* [Written exercise]
Continue the review of The Pianist at the Manchester Royal Exchange from the point where it stops.

Jun 19th

The Pianist at Manchester Royal Exchange

By Caroline May

Two years ago audiences were raving about Neil Bartlett’s Manchester International Festival production of The Pianist, which was originally staged in the highly unconventional setting of a loft above the Museum of Science and Industry.  Now there’s another chance to see it with the original cast in the Royal Exchange main house.

The piece is based on the wartime memoirs of Wladyslaw Szpilman, a concert pianist who survived the horrors of Warsaw during World War II – Roman Polanski’s Oscar-winning film from 2003 was based on the same material. 

This version of the story opens with Warsaw’s Jewish population already incarcerated in the ghetto - overcrowded, starving, infested with vermin and lice, when typhus inevitably breaks out there is nowhere to bury the dead, and rotting bodies lie stripped naked on the streets.  Wladyslaw is now reduced to playing the piano in bars, but eventually his family is summoned for transportation from the ghetto to some unknown destination far away.  As the disinfected cattle trucks draw into the station Wladyslaw seizes his chance to flee, and then spends lonely years hiding in the ruins of what had recently been one of Europe’s wealthiest cities, trying to elude starvation, cold and the Nazis.

* [Rows]

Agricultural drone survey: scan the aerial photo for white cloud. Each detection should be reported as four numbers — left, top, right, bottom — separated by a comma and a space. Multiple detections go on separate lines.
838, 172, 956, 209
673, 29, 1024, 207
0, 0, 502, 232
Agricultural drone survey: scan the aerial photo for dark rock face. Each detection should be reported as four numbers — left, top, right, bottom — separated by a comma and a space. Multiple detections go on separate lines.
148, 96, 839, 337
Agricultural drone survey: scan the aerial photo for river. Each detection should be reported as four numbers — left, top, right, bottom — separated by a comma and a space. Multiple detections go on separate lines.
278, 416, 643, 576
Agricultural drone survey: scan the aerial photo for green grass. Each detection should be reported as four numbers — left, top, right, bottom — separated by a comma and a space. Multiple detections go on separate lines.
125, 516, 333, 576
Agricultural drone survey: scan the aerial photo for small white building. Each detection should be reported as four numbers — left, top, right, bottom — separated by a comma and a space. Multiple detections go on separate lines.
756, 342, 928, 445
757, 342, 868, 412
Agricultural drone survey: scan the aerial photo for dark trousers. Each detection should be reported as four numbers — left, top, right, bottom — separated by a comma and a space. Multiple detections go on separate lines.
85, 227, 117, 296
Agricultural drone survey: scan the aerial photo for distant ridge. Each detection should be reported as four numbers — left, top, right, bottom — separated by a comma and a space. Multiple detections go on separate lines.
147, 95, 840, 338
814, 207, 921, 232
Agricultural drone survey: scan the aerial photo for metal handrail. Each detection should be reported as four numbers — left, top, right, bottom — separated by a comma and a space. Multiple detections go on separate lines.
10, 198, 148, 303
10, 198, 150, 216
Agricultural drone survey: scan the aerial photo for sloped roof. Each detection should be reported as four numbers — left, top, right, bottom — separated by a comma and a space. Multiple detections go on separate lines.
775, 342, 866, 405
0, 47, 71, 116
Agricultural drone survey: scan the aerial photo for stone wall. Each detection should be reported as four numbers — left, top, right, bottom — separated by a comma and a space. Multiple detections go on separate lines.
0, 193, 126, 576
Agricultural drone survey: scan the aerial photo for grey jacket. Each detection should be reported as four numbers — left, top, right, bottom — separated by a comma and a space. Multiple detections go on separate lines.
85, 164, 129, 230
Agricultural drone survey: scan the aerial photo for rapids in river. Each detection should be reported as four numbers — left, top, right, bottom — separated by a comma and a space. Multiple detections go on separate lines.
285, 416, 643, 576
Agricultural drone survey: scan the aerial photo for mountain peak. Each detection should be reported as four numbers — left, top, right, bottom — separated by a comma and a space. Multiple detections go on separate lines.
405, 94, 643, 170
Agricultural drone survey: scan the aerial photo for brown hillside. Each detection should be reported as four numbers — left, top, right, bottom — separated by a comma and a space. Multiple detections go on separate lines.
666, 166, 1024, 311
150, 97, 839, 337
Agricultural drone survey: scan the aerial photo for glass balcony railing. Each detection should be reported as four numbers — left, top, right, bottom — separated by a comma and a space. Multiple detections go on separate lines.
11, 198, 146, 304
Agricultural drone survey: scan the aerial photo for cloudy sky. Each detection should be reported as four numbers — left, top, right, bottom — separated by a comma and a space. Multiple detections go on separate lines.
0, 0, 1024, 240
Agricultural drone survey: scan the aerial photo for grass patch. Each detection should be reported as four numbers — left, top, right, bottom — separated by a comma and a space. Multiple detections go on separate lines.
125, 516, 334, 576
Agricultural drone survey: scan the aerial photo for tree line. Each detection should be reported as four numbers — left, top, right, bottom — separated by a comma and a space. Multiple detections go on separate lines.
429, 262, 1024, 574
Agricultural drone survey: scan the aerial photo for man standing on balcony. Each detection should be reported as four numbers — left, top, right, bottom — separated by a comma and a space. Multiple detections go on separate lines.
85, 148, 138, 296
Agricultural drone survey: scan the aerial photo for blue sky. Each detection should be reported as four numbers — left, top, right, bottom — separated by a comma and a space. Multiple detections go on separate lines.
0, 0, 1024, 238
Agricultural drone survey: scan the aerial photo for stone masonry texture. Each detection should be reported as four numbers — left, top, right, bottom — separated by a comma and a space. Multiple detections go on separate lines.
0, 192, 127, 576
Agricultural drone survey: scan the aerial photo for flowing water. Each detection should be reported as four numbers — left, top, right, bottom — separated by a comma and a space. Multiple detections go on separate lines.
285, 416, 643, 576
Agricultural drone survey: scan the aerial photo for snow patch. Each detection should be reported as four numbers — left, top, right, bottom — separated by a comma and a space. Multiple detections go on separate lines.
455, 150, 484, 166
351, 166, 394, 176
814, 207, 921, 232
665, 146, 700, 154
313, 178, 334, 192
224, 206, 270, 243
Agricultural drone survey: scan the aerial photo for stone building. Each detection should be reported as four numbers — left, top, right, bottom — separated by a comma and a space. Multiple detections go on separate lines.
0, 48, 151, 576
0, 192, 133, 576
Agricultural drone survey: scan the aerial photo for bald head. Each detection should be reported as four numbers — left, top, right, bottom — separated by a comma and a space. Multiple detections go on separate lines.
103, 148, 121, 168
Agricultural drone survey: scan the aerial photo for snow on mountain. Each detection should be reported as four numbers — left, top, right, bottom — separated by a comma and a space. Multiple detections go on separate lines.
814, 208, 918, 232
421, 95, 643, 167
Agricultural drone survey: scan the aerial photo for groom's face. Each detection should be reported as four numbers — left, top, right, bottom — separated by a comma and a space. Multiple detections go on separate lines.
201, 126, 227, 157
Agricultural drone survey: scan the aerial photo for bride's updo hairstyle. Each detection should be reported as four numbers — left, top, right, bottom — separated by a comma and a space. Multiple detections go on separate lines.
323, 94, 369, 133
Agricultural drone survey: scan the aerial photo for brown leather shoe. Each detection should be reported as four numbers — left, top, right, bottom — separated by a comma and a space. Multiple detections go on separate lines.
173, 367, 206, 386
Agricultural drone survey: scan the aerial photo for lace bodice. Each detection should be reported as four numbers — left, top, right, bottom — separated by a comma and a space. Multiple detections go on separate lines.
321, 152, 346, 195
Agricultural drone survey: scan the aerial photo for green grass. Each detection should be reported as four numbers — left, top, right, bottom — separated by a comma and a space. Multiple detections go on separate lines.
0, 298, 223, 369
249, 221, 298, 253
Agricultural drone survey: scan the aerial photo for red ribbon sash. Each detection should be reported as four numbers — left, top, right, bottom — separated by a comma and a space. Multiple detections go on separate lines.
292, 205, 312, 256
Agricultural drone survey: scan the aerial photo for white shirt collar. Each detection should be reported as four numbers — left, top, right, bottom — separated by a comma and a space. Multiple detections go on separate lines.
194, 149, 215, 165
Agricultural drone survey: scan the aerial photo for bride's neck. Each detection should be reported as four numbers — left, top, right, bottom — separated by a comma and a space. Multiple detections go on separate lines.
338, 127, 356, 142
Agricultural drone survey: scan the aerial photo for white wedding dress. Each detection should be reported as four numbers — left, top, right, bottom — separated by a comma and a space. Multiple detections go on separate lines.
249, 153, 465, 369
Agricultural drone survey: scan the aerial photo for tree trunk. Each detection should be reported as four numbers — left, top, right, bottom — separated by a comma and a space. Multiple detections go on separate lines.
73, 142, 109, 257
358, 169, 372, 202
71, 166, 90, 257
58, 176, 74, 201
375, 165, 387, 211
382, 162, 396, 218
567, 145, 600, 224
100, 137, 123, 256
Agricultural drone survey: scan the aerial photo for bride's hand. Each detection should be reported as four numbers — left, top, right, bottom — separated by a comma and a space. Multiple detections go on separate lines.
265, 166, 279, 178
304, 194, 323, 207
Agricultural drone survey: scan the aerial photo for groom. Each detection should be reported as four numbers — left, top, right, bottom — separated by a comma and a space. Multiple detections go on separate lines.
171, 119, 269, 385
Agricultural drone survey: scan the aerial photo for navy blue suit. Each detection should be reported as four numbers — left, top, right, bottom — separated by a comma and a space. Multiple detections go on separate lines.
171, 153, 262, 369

...

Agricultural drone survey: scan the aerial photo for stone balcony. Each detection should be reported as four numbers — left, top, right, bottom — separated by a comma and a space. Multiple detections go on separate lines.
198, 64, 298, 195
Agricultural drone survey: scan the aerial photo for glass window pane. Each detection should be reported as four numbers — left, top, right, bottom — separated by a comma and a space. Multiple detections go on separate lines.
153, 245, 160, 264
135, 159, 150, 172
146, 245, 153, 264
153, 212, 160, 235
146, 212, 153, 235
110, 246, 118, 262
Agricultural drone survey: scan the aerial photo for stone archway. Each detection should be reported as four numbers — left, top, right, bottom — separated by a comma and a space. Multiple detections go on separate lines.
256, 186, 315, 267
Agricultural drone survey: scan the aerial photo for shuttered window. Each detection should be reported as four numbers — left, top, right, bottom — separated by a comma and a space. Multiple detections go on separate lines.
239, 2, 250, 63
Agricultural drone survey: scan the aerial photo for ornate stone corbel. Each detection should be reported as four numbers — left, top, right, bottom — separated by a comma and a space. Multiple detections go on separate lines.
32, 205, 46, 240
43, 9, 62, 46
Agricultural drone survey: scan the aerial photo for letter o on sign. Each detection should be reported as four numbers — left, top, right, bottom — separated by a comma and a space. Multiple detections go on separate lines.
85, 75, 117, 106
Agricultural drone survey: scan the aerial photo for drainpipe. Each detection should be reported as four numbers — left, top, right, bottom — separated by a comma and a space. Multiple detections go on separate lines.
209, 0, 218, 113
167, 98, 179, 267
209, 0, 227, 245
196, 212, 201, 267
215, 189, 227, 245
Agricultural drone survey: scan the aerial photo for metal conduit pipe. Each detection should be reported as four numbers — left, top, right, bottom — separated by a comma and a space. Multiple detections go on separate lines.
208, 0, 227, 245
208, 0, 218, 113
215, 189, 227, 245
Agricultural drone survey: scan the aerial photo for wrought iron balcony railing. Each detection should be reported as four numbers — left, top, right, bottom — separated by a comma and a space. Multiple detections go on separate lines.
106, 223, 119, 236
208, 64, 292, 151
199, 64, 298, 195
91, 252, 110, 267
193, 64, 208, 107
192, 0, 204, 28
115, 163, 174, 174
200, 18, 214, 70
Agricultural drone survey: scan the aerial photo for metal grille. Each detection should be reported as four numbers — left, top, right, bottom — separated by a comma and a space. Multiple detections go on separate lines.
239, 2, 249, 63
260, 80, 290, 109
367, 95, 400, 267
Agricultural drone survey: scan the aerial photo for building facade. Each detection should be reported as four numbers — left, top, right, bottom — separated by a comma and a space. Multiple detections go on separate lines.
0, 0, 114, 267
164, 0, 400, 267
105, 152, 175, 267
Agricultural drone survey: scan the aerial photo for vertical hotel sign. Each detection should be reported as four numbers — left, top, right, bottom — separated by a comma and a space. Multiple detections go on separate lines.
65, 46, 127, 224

...

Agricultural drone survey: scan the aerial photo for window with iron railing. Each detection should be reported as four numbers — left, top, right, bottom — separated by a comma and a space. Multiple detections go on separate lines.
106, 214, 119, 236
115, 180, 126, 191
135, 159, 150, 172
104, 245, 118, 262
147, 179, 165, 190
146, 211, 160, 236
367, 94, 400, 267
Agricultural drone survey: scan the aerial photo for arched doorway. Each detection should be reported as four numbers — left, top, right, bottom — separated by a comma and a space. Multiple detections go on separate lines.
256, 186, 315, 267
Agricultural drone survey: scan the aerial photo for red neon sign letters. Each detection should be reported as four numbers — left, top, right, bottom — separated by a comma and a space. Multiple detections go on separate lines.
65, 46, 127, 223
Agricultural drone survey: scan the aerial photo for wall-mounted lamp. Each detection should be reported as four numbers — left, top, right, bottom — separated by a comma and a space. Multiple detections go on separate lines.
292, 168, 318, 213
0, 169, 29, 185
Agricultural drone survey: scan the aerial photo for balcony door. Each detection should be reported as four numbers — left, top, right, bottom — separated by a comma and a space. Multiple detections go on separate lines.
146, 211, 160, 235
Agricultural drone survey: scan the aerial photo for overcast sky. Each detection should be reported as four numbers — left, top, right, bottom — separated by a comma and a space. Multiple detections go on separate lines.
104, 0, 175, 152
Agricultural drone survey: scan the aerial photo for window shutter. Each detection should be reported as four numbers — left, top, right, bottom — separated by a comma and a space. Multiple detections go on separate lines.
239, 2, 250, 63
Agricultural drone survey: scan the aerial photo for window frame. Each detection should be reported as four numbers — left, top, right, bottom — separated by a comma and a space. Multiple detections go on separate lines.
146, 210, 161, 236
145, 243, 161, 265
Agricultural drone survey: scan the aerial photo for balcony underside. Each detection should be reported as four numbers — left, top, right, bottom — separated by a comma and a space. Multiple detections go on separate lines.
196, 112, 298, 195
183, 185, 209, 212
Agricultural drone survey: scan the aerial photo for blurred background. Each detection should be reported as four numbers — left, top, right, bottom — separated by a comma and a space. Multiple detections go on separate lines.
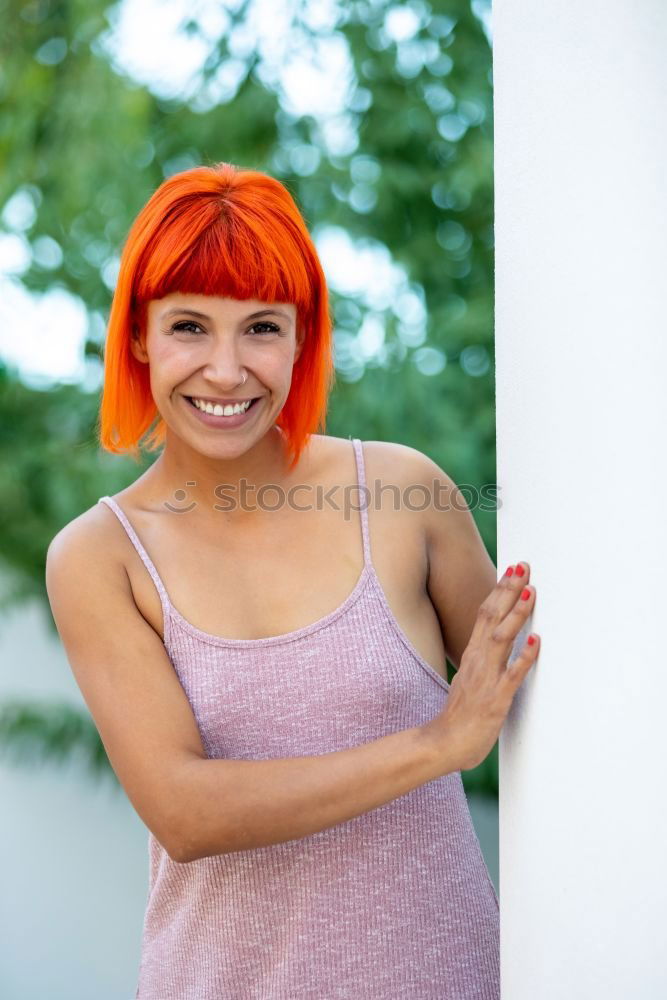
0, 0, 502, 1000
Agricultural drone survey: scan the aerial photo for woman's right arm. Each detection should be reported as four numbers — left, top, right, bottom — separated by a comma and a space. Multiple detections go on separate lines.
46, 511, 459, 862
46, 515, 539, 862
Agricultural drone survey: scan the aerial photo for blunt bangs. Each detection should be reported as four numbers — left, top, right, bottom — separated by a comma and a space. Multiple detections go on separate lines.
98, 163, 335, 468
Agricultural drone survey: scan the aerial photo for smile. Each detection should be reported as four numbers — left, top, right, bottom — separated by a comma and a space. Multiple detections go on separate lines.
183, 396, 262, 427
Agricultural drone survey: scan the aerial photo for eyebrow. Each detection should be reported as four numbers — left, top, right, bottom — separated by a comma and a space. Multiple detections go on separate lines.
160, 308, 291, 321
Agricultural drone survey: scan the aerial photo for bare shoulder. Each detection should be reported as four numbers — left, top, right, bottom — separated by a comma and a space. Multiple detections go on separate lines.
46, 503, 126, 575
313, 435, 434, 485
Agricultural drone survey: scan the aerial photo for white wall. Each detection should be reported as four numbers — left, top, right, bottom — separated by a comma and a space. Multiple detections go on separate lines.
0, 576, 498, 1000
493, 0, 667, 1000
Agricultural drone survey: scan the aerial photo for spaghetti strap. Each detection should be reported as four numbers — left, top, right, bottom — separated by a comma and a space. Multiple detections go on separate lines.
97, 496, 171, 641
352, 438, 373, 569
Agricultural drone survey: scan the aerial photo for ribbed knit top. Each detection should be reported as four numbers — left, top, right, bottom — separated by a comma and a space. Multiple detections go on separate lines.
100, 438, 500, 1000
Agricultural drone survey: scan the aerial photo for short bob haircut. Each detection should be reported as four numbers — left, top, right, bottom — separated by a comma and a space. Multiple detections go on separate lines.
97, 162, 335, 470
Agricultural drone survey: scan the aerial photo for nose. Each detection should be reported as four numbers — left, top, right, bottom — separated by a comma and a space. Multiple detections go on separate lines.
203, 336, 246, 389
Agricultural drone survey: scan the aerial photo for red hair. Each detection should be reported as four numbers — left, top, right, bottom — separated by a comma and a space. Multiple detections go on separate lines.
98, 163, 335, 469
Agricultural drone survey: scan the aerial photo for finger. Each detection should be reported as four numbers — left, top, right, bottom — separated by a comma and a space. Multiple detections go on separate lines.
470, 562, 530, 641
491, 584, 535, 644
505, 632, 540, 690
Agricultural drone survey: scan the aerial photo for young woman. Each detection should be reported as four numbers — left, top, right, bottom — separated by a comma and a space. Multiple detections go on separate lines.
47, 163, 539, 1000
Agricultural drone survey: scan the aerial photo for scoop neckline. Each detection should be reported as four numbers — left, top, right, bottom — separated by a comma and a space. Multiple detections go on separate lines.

* [Output below]
The auditorium is stark – merely a wooden floor, a grand piano, a chair, and two performers: actor Peter Guinness, who narrates, and pianist Mikhail Rudy, who punctuates the narrative with music by Chopin and Szpilman himself.  Peter Guinness, with a piercing gaze that takes in the whole audience from the front stalls to the back of the gods, prowls endlessly around the piano as he repeats his tale with the simplicity of a Greek messenger.  It’s an incredibly stripped-down form of story-telling, and the few moments of drama are all the more effective for their rarity.  At the keyboard Mikhail Rudy does far more than provide a pretty background accompaniment – sometimes his playing pushes the difficult emotions even further, sometimes music is the only thing which can resolve and diffuse the tension.  The frisson when Guinness and Rudy interact is thrilling. 

Despite the ostensible minimalism of the design and staging, Chris Davey’s wonderful lighting creates a tangible sense of atmosphere, location, season and mood.

The Royal Exchange main house has never felt so intimate, and The Pianist reveals that it’s not just a wonderful theatre space but also a brilliant venue for chamber music.

 

The Pianist is on until Saturday 27 June 2009

Prices: £8.50-£27.00

Evenings: Mon-Sat @ 8pm (excluding Wed 24)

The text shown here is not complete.